● Direction
Gather every line of the data below that contains the word "side" and copy each of those lines in full.

● Records to use
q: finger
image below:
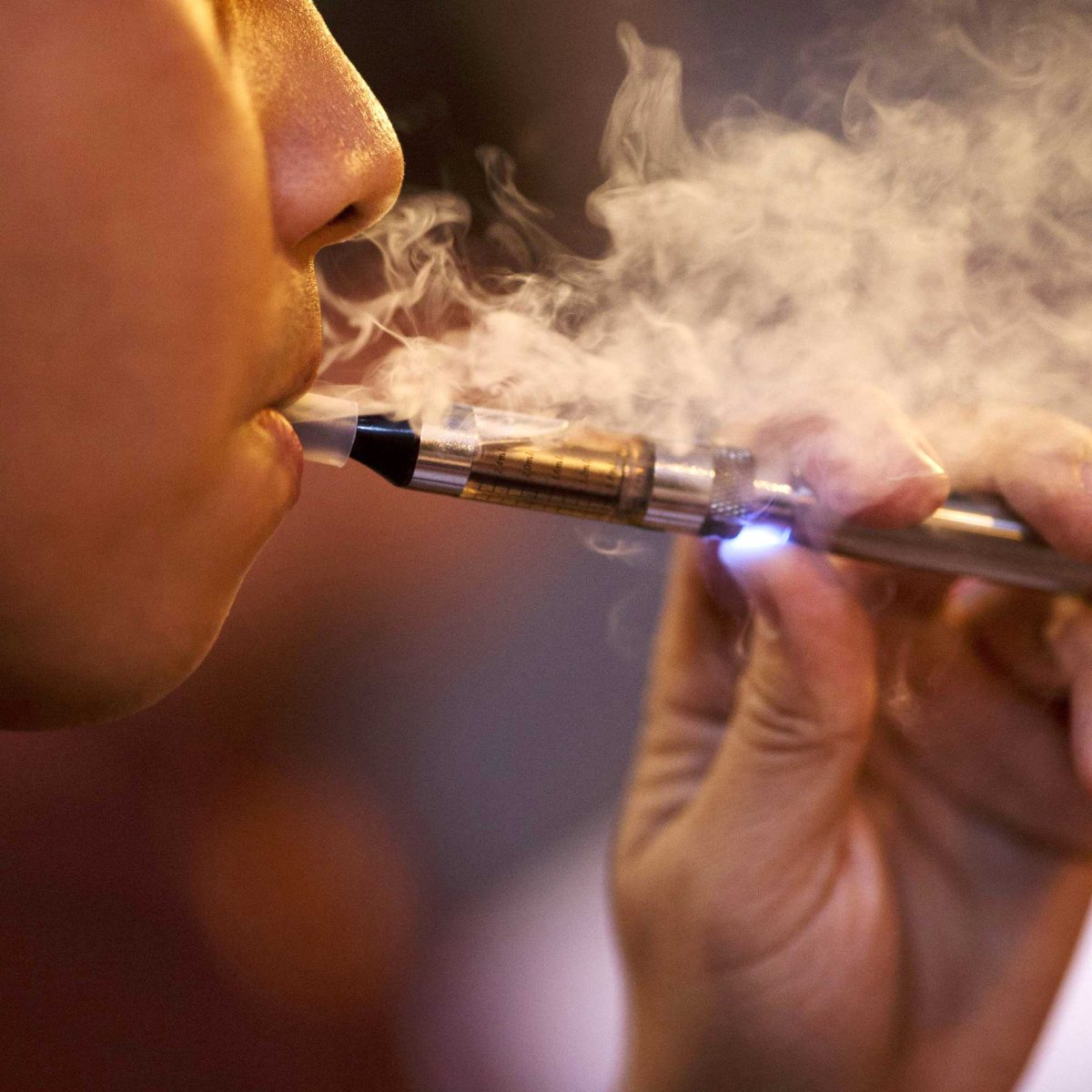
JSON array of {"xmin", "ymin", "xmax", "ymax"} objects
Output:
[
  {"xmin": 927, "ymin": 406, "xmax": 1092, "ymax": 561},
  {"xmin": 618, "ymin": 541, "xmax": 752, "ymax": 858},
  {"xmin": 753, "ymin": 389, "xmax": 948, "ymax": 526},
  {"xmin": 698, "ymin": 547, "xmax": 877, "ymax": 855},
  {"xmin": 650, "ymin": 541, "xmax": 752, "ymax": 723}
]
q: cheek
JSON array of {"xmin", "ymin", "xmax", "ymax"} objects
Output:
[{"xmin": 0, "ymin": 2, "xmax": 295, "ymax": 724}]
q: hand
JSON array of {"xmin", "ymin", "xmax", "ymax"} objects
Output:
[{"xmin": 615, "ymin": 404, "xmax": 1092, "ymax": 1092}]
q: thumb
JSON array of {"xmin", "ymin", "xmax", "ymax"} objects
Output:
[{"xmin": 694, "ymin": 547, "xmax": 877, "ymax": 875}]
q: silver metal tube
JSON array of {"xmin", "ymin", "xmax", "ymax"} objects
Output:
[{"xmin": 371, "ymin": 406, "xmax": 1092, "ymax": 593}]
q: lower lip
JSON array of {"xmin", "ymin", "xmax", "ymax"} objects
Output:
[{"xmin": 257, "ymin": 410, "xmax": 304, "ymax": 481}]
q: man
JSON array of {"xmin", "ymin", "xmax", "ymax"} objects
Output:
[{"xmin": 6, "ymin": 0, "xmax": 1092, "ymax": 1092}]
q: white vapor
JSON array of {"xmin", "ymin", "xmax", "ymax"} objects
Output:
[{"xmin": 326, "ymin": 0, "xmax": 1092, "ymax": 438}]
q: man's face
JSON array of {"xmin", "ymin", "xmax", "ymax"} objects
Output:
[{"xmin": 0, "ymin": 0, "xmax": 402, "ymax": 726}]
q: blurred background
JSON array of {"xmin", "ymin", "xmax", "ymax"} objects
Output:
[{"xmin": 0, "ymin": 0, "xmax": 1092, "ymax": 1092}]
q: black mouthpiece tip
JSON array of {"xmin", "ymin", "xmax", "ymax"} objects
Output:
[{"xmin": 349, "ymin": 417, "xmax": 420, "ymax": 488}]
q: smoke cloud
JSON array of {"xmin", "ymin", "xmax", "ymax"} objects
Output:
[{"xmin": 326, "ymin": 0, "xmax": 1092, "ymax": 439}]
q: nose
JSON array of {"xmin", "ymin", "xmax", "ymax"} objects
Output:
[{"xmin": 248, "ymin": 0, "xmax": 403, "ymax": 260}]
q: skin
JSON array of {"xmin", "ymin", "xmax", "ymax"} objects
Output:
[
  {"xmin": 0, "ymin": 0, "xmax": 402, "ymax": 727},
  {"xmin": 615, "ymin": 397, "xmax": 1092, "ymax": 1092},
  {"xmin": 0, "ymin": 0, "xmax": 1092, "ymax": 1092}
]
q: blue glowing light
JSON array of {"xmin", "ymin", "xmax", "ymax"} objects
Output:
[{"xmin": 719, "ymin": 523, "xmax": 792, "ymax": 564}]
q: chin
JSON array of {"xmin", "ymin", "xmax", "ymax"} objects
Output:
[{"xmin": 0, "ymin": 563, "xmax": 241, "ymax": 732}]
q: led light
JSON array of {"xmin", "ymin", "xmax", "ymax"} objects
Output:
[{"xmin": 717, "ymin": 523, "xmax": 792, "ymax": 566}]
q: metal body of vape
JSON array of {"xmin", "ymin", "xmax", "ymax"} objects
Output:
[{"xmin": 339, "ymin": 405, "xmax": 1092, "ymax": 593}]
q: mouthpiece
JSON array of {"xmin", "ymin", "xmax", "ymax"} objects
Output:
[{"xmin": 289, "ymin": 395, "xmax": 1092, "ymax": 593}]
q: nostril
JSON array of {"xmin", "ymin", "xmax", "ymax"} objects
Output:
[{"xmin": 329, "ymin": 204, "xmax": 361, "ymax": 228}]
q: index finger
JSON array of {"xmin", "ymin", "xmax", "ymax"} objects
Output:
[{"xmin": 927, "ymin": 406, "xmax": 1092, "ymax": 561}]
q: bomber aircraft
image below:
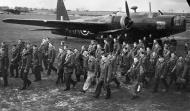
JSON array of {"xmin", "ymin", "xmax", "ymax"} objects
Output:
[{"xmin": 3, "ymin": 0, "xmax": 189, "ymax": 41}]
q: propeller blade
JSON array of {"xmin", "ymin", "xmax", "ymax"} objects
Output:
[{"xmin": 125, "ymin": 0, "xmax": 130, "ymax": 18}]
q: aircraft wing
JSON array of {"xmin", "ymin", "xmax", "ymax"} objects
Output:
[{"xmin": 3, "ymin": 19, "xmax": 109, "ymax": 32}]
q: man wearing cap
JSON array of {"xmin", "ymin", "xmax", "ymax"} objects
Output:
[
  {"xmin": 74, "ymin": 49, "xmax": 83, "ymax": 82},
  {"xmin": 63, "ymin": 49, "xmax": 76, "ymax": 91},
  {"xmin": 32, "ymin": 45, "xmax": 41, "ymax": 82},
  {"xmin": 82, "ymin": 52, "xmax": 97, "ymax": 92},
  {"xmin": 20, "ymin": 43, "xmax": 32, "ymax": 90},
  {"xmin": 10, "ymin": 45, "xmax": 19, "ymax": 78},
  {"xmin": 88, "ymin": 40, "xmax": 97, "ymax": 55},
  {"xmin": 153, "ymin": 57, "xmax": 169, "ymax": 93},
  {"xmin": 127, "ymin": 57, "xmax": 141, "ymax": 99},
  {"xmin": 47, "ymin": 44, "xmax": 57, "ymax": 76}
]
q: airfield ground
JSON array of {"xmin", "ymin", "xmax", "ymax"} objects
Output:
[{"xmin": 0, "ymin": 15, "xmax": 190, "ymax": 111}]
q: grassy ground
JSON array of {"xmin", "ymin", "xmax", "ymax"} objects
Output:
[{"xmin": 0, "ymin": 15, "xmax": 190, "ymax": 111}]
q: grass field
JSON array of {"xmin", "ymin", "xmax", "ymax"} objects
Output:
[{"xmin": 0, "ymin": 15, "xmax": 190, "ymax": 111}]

---

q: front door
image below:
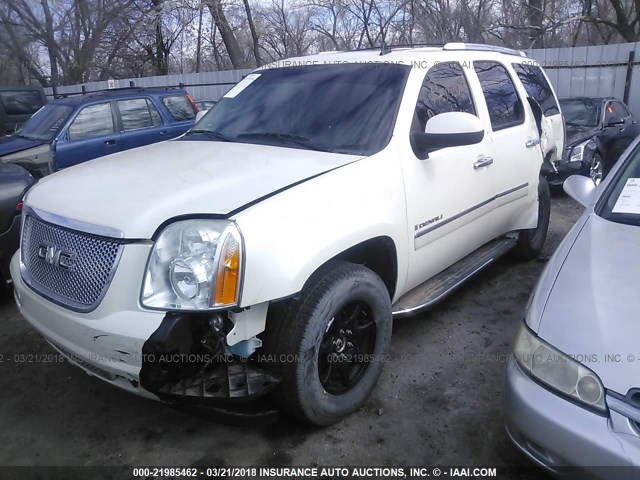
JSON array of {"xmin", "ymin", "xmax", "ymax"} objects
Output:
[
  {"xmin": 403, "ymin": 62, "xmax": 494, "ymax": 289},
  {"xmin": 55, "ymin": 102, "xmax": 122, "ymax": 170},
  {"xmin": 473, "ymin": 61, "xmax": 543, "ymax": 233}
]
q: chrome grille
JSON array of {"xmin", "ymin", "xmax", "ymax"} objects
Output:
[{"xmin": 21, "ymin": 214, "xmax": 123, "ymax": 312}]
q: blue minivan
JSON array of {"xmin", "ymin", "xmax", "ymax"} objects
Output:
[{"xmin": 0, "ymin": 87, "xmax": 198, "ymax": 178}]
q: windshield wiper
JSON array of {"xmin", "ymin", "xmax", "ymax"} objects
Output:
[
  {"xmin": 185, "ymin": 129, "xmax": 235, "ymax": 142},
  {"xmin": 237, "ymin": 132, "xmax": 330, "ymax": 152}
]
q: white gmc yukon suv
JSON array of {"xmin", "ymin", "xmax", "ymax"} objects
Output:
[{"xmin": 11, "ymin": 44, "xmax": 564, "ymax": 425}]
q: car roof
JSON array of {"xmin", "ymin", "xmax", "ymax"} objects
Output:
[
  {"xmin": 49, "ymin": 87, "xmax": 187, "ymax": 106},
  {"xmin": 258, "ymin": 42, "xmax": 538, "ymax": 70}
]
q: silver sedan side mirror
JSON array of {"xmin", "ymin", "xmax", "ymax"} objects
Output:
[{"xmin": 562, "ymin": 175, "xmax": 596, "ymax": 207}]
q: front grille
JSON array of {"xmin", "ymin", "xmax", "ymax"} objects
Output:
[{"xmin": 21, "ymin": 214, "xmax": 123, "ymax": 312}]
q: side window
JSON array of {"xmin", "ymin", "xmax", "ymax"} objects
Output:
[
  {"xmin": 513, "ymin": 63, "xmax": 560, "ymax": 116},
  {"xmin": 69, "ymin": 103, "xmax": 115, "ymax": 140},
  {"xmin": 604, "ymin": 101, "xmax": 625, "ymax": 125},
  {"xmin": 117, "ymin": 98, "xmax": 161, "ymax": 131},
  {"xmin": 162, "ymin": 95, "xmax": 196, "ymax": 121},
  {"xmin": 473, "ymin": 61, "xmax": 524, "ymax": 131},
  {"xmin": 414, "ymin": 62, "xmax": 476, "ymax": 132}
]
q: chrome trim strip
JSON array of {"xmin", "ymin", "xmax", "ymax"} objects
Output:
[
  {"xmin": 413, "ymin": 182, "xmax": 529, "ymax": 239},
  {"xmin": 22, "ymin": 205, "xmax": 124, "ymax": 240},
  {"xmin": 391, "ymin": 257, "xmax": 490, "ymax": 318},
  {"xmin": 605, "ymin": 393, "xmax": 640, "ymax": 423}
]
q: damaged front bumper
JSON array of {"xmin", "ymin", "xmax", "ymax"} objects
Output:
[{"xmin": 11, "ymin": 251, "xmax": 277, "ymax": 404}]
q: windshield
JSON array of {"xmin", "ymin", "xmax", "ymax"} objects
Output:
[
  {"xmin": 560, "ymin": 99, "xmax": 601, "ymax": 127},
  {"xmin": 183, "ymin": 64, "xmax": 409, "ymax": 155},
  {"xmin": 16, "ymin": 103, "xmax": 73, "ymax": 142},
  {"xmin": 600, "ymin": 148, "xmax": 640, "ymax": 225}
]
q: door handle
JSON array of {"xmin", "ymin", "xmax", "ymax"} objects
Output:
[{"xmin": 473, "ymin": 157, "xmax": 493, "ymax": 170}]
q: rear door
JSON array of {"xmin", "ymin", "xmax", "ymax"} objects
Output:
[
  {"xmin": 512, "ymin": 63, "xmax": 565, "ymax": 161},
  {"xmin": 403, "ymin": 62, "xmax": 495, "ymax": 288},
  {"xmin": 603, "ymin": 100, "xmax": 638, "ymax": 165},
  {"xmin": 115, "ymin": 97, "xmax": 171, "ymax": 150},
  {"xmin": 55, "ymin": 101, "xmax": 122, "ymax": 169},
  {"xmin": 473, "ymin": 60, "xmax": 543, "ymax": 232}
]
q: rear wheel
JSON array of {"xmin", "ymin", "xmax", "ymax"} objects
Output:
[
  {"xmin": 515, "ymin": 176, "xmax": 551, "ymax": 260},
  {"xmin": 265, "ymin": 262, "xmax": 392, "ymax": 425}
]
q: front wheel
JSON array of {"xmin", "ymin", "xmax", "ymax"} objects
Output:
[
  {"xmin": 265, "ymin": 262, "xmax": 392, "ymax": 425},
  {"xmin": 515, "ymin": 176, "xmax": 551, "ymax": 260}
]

● The answer
q: silver sedan side mirror
q: side window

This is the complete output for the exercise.